What you need to do: In the West Nile virus text, in what year was transmission through blood transfusion and organ transplantation first confirmed in the United States?

West Nile virus is not contagious from person to person through casual contact. You cannot catch it by touching, kissing, coughing near, or caring for someone who is infected. The virus spreads almost exclusively through mosquito bites, and humans are what scientists call “dead-end hosts,” meaning the virus essentially stops with us. Unlike birds, people don’t develop high enough levels of virus in their bloodstream to pass it back to a biting mosquito, let alone to another person.
How the Virus Actually Spreads
West Nile virus cycles between Culex species mosquitoes and birds in the wild. A mosquito feeds on an infected bird, picks up the virus, then bites another bird, keeping the cycle going. Humans enter the picture accidentally. When an infected mosquito bites a person, the virus can cause illness, but the chain of transmission ends there. The virus level in human blood stays too low for a mosquito to pick it up during a subsequent bite and carry it to someone else.
Horses and other mammals are also dead-end hosts. The virus doesn’t spread between animals and people through contact either.
Rare Exceptions: Medical Transmission
There are a handful of documented ways West Nile virus has passed between humans, all involving medical procedures. In 2002, transmission through blood transfusion and organ transplantation was confirmed for the first time in the United States. That discovery led to nationwide screening of blood donors, which remains in place today.
Organ donors, however, are not routinely screened for West Nile virus. In a 2008 Louisiana case, a heart transplant recipient developed severe neurological disease after receiving an organ from a donor who had unknowingly been infected through a blood transfusion. Transplant recipients are particularly vulnerable because their immune systems are deliberately suppressed to prevent organ rejection.
There is also a single documented case suggesting transmission through breast milk. In 2002, a woman developed West Nile encephalitis from a blood transfusion shortly after giving birth. Lab analysis found evidence of the virus in her breast milk, and her infant later tested positive. The baby had minimal outdoor exposure, making mosquito transmission unlikely. Importantly, the infant never developed symptoms and remained healthy. The CDC considers the risk of breastfeeding transmission very low and does not recommend stopping breastfeeding because of a West Nile infection.
What Most Infections Look Like
The incubation period after a mosquito bite is typically 2 to 6 days, though it can stretch to 14 days and may run even longer in people with weakened immune systems. The majority of people infected with West Nile virus never feel sick at all. About 1 in 5 develop West Nile fever, which involves headache, body aches, fatigue, and sometimes a rash. These symptoms generally resolve on their own.

Collection entries:
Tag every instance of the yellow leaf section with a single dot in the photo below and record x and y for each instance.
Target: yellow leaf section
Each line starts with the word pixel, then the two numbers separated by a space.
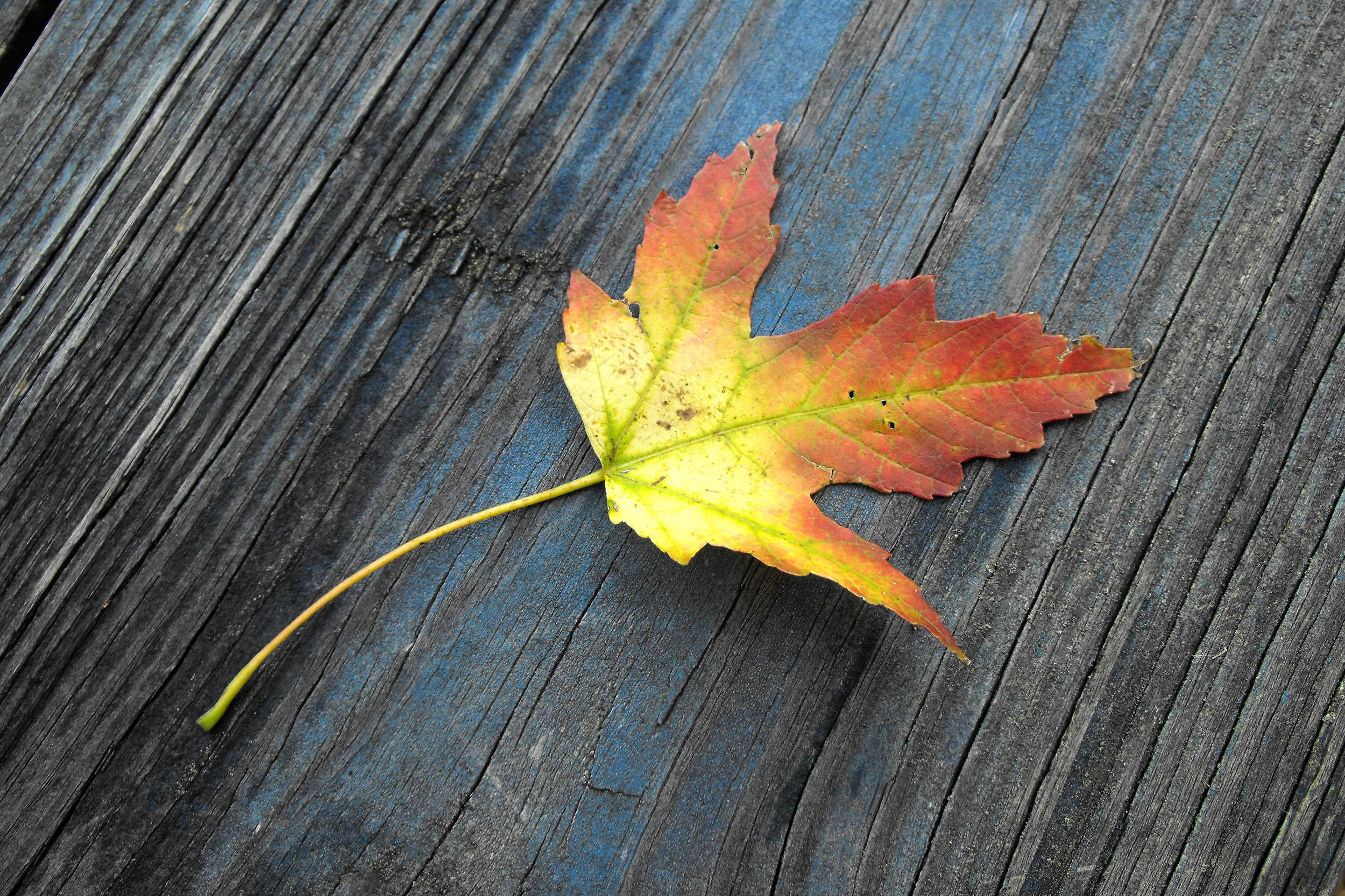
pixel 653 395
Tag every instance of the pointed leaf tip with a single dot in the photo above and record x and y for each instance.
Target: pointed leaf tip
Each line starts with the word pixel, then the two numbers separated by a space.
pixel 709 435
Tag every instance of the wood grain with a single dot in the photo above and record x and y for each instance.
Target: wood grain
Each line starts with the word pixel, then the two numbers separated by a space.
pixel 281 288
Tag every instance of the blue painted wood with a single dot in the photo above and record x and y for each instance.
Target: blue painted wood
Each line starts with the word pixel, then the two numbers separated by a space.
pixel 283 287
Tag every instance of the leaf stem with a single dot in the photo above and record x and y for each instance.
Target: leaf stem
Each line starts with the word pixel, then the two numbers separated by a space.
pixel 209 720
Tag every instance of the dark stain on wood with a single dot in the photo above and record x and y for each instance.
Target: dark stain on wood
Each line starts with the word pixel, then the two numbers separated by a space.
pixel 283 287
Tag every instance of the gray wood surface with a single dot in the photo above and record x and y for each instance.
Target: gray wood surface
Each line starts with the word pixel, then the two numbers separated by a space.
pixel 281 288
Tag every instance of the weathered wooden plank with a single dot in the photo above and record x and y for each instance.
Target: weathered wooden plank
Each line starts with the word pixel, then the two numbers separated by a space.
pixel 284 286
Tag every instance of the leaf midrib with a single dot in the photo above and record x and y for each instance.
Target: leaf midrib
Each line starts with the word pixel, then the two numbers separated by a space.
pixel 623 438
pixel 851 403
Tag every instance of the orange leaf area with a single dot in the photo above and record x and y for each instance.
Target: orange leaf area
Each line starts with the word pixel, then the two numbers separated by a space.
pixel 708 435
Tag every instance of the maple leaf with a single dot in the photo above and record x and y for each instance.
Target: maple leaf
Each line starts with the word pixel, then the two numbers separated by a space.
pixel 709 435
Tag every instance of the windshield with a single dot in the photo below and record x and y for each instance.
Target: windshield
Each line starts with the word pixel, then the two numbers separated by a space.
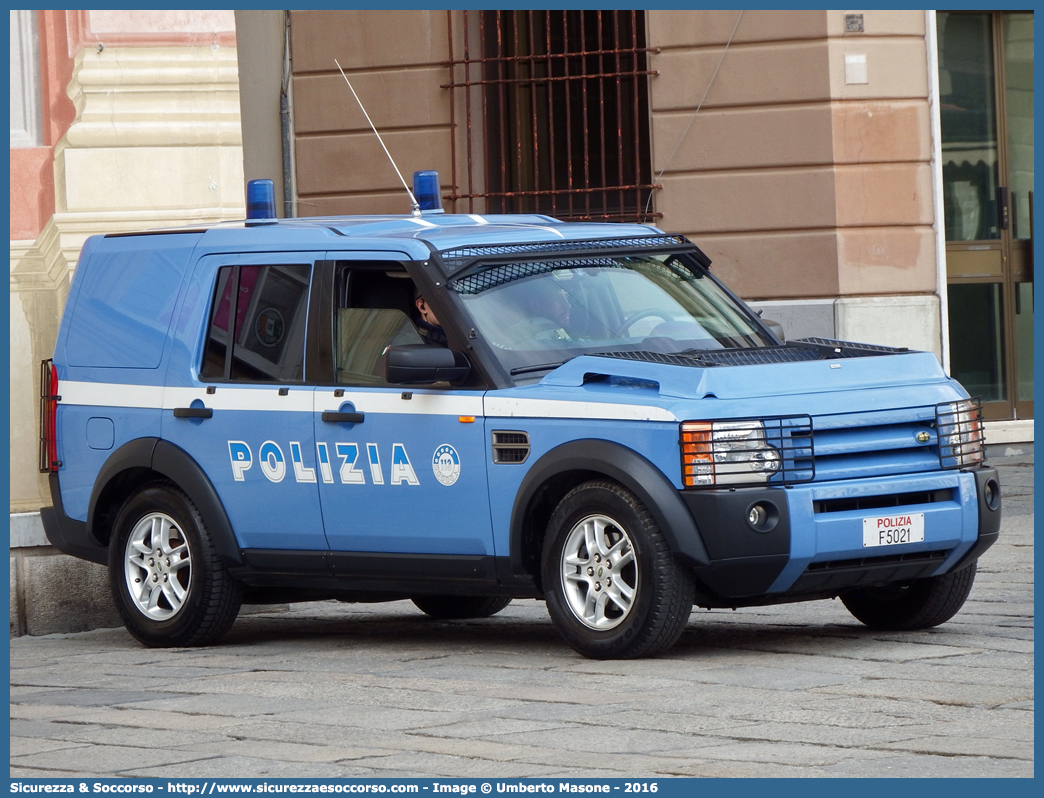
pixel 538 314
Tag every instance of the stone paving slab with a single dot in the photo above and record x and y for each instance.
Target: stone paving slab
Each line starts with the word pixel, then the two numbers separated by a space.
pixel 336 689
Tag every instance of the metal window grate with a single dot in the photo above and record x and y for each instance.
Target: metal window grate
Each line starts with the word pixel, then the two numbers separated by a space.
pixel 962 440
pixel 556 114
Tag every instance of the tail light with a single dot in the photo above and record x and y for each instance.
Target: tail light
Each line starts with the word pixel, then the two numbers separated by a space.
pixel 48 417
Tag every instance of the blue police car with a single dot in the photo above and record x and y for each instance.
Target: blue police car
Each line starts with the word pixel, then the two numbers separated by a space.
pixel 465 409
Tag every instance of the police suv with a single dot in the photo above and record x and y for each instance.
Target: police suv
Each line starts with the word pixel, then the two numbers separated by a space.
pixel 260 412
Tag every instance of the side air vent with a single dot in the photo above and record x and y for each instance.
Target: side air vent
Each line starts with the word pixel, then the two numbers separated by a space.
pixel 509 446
...
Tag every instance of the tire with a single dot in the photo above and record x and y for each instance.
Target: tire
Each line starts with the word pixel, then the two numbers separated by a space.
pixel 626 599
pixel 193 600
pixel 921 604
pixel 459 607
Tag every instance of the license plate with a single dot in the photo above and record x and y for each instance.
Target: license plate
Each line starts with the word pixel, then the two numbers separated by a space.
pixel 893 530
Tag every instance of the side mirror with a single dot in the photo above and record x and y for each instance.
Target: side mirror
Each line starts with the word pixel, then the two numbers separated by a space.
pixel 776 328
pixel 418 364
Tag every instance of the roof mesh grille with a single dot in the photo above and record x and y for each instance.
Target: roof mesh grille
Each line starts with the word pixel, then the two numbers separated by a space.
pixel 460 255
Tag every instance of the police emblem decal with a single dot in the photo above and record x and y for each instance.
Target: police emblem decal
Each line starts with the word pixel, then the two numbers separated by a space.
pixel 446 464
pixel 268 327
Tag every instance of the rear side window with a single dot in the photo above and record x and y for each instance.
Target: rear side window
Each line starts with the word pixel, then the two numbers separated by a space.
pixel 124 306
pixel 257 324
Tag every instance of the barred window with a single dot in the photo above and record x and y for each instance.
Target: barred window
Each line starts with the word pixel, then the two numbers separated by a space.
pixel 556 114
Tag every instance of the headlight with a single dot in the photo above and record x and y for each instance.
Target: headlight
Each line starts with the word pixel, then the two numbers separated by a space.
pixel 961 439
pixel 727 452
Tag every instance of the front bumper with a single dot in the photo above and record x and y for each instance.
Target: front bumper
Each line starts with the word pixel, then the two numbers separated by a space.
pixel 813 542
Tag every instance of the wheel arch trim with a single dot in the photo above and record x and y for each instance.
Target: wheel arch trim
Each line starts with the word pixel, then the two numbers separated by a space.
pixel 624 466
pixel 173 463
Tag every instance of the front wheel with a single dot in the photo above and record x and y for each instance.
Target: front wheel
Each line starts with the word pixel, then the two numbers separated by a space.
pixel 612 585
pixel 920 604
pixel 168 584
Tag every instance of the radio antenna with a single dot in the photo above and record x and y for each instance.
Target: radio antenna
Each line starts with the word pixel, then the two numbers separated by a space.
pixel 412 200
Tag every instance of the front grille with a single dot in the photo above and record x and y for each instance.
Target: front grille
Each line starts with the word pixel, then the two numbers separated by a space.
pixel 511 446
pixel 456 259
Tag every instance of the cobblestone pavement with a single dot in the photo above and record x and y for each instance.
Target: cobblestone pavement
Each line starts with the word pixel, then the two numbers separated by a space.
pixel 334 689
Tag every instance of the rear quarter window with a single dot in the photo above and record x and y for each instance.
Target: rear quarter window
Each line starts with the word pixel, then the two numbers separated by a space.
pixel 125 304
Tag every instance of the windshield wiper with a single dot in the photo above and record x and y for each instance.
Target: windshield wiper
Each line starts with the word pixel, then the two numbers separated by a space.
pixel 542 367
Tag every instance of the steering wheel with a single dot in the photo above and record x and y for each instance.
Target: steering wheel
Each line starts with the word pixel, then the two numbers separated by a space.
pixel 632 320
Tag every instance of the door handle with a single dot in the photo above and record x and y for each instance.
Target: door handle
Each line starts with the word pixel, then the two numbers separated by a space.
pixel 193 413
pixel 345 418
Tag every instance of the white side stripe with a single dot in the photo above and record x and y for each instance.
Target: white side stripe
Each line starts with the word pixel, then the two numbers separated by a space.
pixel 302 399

Result of the exercise: 2002